Instructions for the task:
Lines where the string "clicks" appears are to be copied from the entries below.

Provided records:

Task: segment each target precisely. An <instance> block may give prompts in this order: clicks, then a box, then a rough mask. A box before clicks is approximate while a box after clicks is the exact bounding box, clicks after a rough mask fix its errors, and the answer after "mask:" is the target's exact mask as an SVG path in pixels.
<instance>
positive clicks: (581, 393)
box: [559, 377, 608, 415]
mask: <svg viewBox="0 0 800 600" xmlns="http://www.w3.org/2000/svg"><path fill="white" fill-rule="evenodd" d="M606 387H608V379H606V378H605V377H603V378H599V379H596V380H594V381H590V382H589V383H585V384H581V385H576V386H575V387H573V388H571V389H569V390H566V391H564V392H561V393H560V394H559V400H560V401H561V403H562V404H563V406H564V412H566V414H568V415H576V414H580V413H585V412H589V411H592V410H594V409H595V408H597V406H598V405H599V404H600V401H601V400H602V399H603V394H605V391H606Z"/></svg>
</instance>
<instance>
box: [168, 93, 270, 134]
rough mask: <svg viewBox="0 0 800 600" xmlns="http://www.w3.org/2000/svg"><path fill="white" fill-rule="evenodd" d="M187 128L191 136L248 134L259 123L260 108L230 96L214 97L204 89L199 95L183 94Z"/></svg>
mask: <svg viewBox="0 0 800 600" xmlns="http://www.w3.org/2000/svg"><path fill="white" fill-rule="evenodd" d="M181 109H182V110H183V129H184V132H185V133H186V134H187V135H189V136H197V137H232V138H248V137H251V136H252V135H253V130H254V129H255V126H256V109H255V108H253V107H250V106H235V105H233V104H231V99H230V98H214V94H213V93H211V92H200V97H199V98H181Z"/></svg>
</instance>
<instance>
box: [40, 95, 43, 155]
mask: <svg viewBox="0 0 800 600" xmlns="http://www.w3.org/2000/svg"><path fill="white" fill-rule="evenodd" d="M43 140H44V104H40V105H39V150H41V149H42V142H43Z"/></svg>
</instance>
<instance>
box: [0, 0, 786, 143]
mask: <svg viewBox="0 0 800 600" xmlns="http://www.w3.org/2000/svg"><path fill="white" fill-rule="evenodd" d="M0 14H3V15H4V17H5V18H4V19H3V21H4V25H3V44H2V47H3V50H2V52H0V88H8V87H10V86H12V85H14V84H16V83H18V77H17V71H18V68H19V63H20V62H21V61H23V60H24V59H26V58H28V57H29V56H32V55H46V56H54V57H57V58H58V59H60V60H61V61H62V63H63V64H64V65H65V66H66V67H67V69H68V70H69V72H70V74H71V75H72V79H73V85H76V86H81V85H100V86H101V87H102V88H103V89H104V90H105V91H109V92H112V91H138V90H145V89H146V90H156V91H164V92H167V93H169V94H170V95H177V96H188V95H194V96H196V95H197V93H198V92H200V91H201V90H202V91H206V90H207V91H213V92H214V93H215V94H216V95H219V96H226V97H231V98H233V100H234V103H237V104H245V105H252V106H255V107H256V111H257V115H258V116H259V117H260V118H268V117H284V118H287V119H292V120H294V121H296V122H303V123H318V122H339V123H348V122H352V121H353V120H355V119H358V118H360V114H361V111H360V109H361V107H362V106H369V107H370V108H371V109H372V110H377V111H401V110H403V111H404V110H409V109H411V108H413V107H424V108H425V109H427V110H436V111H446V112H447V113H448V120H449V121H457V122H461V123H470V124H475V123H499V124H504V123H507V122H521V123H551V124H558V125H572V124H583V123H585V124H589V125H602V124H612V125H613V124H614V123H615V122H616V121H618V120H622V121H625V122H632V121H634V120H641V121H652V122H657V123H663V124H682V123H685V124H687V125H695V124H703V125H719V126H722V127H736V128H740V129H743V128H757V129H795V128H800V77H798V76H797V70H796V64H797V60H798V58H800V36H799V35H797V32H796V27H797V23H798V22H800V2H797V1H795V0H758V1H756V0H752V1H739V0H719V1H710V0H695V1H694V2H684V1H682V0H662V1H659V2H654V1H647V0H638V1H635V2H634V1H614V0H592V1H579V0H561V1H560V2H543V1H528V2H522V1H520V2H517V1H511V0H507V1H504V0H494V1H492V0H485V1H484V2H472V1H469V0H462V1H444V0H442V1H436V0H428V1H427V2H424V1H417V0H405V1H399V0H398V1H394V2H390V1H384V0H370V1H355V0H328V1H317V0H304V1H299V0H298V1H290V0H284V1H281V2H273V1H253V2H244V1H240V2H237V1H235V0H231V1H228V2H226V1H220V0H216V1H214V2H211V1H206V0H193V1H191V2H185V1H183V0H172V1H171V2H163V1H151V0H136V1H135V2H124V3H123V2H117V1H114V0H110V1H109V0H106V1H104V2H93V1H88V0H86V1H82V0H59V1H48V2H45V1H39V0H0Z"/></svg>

Reply:
Task: segment each target precisely. An <instance> block may give prompts in this order: clicks, then a box, then a rough mask. A box before clicks is approximate while a box after clicks is the exact bounding box, clicks after a rough mask fix its errors, and the answer after "mask:" is the target's exact mask as an SVG path in pixels.
positive clicks: (581, 393)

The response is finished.